What to work on: Every entry must appear in the output exactly as it does here.

Dataset entries
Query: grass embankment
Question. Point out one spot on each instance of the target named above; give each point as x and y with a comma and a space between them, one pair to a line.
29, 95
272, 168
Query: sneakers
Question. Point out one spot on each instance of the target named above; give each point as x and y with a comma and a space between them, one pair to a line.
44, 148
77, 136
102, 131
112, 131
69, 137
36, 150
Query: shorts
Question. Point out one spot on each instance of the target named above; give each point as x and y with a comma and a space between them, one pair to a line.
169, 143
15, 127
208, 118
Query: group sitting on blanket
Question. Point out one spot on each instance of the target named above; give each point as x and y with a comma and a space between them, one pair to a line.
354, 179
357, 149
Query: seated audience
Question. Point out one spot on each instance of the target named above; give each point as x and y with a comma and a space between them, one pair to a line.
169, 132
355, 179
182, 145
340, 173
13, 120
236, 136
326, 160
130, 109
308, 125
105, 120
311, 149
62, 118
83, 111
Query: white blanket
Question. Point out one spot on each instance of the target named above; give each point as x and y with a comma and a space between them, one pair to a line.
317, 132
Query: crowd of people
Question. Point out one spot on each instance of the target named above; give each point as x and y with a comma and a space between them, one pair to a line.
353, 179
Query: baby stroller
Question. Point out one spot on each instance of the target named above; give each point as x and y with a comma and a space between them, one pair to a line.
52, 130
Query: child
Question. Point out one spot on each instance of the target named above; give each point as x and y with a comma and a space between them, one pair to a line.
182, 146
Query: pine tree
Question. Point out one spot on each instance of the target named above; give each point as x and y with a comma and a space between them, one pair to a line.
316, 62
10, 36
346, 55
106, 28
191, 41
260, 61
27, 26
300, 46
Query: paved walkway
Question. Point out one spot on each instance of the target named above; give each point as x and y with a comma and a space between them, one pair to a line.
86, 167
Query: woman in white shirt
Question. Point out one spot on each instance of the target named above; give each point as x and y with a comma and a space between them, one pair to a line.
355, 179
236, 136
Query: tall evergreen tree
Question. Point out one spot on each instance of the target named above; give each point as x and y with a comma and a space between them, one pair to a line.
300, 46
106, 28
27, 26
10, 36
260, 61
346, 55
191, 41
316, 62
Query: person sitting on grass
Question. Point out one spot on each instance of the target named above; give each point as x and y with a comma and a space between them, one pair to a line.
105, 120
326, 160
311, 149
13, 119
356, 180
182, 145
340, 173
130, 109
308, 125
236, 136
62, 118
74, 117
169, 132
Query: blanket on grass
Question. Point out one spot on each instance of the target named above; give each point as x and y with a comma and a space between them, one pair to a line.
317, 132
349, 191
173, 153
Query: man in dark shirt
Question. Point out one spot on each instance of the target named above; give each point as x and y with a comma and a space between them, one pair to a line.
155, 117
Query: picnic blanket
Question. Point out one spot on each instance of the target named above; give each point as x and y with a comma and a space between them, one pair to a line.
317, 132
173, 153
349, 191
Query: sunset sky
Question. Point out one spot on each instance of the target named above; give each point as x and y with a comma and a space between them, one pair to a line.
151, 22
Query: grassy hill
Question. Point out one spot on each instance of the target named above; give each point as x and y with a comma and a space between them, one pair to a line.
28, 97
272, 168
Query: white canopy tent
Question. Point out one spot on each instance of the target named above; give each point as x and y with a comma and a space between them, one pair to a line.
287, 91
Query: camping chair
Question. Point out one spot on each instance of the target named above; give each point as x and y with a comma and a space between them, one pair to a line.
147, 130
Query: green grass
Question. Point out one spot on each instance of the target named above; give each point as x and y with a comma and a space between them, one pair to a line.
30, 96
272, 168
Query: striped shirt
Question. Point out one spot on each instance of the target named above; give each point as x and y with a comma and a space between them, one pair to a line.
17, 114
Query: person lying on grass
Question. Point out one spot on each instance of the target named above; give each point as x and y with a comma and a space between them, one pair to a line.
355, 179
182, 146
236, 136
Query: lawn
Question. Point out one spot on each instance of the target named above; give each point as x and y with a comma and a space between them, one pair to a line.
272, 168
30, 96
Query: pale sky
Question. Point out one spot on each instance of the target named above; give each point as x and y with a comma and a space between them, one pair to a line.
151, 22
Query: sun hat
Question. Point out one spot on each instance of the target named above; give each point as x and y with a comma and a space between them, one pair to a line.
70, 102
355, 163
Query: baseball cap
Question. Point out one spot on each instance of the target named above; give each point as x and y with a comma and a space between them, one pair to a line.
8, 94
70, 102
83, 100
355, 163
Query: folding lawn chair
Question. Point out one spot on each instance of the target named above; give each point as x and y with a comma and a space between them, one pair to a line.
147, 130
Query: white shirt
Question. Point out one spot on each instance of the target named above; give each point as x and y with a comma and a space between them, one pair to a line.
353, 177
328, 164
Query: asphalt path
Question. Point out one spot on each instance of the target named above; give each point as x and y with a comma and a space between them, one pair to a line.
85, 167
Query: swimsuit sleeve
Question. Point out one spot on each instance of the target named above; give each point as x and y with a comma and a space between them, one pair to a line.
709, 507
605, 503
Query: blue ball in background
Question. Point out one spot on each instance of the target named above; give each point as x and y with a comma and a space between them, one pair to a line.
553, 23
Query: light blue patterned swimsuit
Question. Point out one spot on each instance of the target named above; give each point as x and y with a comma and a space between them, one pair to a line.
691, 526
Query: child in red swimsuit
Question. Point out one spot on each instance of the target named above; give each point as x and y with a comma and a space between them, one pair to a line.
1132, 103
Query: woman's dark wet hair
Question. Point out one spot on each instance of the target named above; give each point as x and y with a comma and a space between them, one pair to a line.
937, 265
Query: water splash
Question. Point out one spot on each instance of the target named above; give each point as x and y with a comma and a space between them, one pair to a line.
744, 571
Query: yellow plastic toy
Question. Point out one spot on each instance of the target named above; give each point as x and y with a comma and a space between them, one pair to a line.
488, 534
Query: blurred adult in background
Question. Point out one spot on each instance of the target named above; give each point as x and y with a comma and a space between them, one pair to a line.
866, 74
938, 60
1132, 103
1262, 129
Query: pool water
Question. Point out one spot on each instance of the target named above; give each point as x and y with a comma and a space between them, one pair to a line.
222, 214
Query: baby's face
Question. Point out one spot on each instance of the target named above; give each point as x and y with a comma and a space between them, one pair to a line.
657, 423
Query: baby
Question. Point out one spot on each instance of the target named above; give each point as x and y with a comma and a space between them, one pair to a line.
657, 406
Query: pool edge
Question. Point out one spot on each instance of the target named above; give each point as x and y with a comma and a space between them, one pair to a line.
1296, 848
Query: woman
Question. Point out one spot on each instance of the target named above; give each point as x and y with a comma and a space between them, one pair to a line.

Exercise output:
Query: grass embankment
Question. Point out one spot on each instance of the target named above; give each point as x and y with a comma and a space between them, one pair to a line.
29, 95
272, 168
Query: sneakers
Question. Point out one spot on each instance of the target named above; give each point as x and y with a comma and a space between them, one pair to a line.
44, 148
77, 136
102, 131
112, 131
69, 137
36, 150
Query: shorts
Question. Point out one spot on each instance of the target named above; give each point as x and y with a comma and a space between them, one pair to a line.
169, 143
15, 127
208, 118
Query: group sitting on blanket
Question. Point out one spot on each instance of the target named above; give each point as x and y with a comma and a space between them, one pair to a line.
354, 179
357, 149
Query: seated audience
Question. Point out one spot on each instance of the target named above; give each point as x and y with a comma and a space between them, one pair to a line.
169, 132
355, 179
182, 145
340, 173
13, 120
236, 136
326, 160
130, 109
308, 125
105, 120
311, 149
62, 118
83, 111
Query: white blanket
Question. Point out one spot on each instance of the target named above; give each point as x and y with a comma and a space between them, one pair to a line.
317, 132
Query: crowd of people
Question. Point out one spot on each instance of the target named above; give each point as x and y with a comma and a space between them, one pair to a line.
353, 179
Query: baby stroller
Question. Point out one spot on each instance of the target named above; give each point as x and y with a comma and a space between them, one pair to a line.
52, 130
Query: child
Question. Point out one spot on each instance of the target named above; give each point as x and y with a comma and a space between them, one pair to a line.
182, 146
Query: pine tree
Question. Point out one spot on each instance of the target named above; give each point as x and y with a comma and a space between them, one pair to a line.
316, 62
10, 36
346, 55
106, 28
191, 41
260, 61
27, 26
300, 46
Query: paved walkway
Question. Point out one spot on each instance of the target named above; give each point as x and y with a comma and a space between them, one pair to a line.
86, 167
Query: woman in white shirt
Question. Point out one spot on each instance of the target named above; give each point as x and y with a comma and a space between them, one pair to a line.
355, 179
236, 136
Query: tall evergreen tree
Question. Point out one spot on each instance of the target named above; give each point as x and y with a comma and a space between them, one pair to a line.
300, 46
106, 28
27, 26
10, 36
260, 61
346, 55
191, 41
316, 62
Query: person sitting on grass
Question. Point out one spot on each instance of the target named above; give each point as x and y with a comma and a space between them, one pair to a line.
105, 120
326, 160
311, 149
13, 119
356, 180
182, 145
340, 173
130, 109
308, 125
236, 136
62, 118
74, 117
169, 132
Query: blanket on grass
Question. Point out one spot on each instance of the target named above; give each point as x and y with a comma and a space between them, one pair to a line.
317, 132
349, 191
173, 153
Query: man in dark shirt
Question. Point out one spot on each instance of the target named above; give each point as x and y with a comma and a space between them, one pair to a line.
155, 117
Query: picnic blanket
Question. Point out one spot on each instance of the target named above; give each point as x and y with a comma and a space between them, one pair to a line.
317, 132
173, 153
349, 191
Query: sunset sky
Question. Point out one spot on each instance of the target named above; give each point as x and y with a comma and a space between them, one pair to a line.
151, 22
Query: grassy hill
Question. Point out one spot on each instance of the target named above; give each point as x and y with a comma and a space between them, one pair to a line.
28, 97
272, 168
Query: white canopy tent
Question. Point out one spot on each instance of the target named above; give each point as x and y with a comma and a space between them, one pair to a line.
287, 91
Query: camping chair
Question. Point out one spot on each instance of the target named above; give each point as x and y with a comma and a space between them, one pair to a line.
147, 130
Query: green grass
Question. Point out one spot on each instance of the target named above; give each point as x and y with a comma and a space between them, one pair to a line.
30, 96
272, 168
Query: striped shirt
Question. Point out one spot on each instance of the target named above; give each point as x and y with a comma and a space between them, one pair to a line.
17, 114
Query: person lying on grass
Question. Point out one spot on each instance of the target named above; give each point as x and y with a comma and a space between them, one pair to a line.
355, 179
182, 146
236, 136
Query: lawn
Question. Point out one spot on each instance of the target named above; give each point as x and y with a comma and a space between them, one pair to a line.
272, 168
30, 96
Query: pale sky
Question. Point out one spot on each instance of the target named above; give each point as x and y with a comma and a space between them, one pair to a line.
151, 22
Query: sun hat
Question. Point out one spot on each instance of the target named above; give each point as x and y with a comma and a space between them, one pair to a line.
70, 102
355, 163
Query: baseball cap
Question. Point out one spot on each instance of the target named above; give each point as x and y with a comma and a space between them, one pair to a line.
8, 94
70, 102
83, 100
355, 163
Query: folding lawn chair
Question. Point out one spot on each instance of the target named above; give each point as x and y with a comma and a space between them, one pair to a line.
147, 130
Query: white shirt
Question. Point out one spot on each instance of the target named above; give each point as x and y with a comma and a space between them, one pair to a line.
353, 177
328, 164
Query: asphalt path
Question. Point out one spot on each instance of the target named above; give each point as x and y with a comma and a space between them, one pair to a line.
85, 167
Query: swimsuit sleeve
Question. Point out one spot on each instance of the target named above; give each point as x and y with a comma and a space between them, one pair to a line.
709, 507
605, 503
Query: blue ball in background
Question. Point out one spot on each instance of the target named above; give each point as x and y with a comma and a space between them, one pair to a line.
553, 23
Query: light blue patterned swimsuit
Question. Point out one spot on each instance of the target named above; give each point as x and y with a comma and a space between them, one pair to a line.
691, 526
Query: child in red swimsuit
Question. Point out one spot on each instance of the target named above; give each point as x and y with a comma and a space between them, one pair to a line.
1132, 103
Query: woman's dark wet hair
Question. Point out one spot on each instance of the target named above; give each point as x and y with a comma and a space between them, one pair to a line.
937, 265
Query: water splash
Question. Point out one spot on each instance of the target named above; give each point as x and y with a comma and a space between them, one pair to a line.
744, 571
Query: yellow plastic toy
Question. Point out one spot on each instance of the target named above; give each point as x and y with a comma and a space between them, one pair to a line.
488, 534
Query: blurred adult in background
Question. Point out one spot on each instance of the target named above; give each point as x and y with a comma and a space between them, one pair to a line.
866, 74
938, 60
1132, 103
1262, 129
Query: pool water
Question. Point out one spot on each instance of the target named above; give each point as x and y with a comma and a space between them, one pair to a line.
222, 214
Query: baby's face
Question. Point out one spot on each instance of the target named above; give each point as x and y with a comma and a space between them, one pair to a line.
657, 423
Query: baby
Question. Point out one spot on each instance of the target named above; give each point as x and y with a comma and a space between them, one pair to a line.
657, 406
Query: pool edge
Question. Point out one spot on each instance of the target named above; give each point as x and y with a comma and a space between them, one pair to a line.
1296, 848
Query: woman
Question. Point out one spot on each instance of the target named above; give each point as x and y with a comma and a space between them, one pair to a line.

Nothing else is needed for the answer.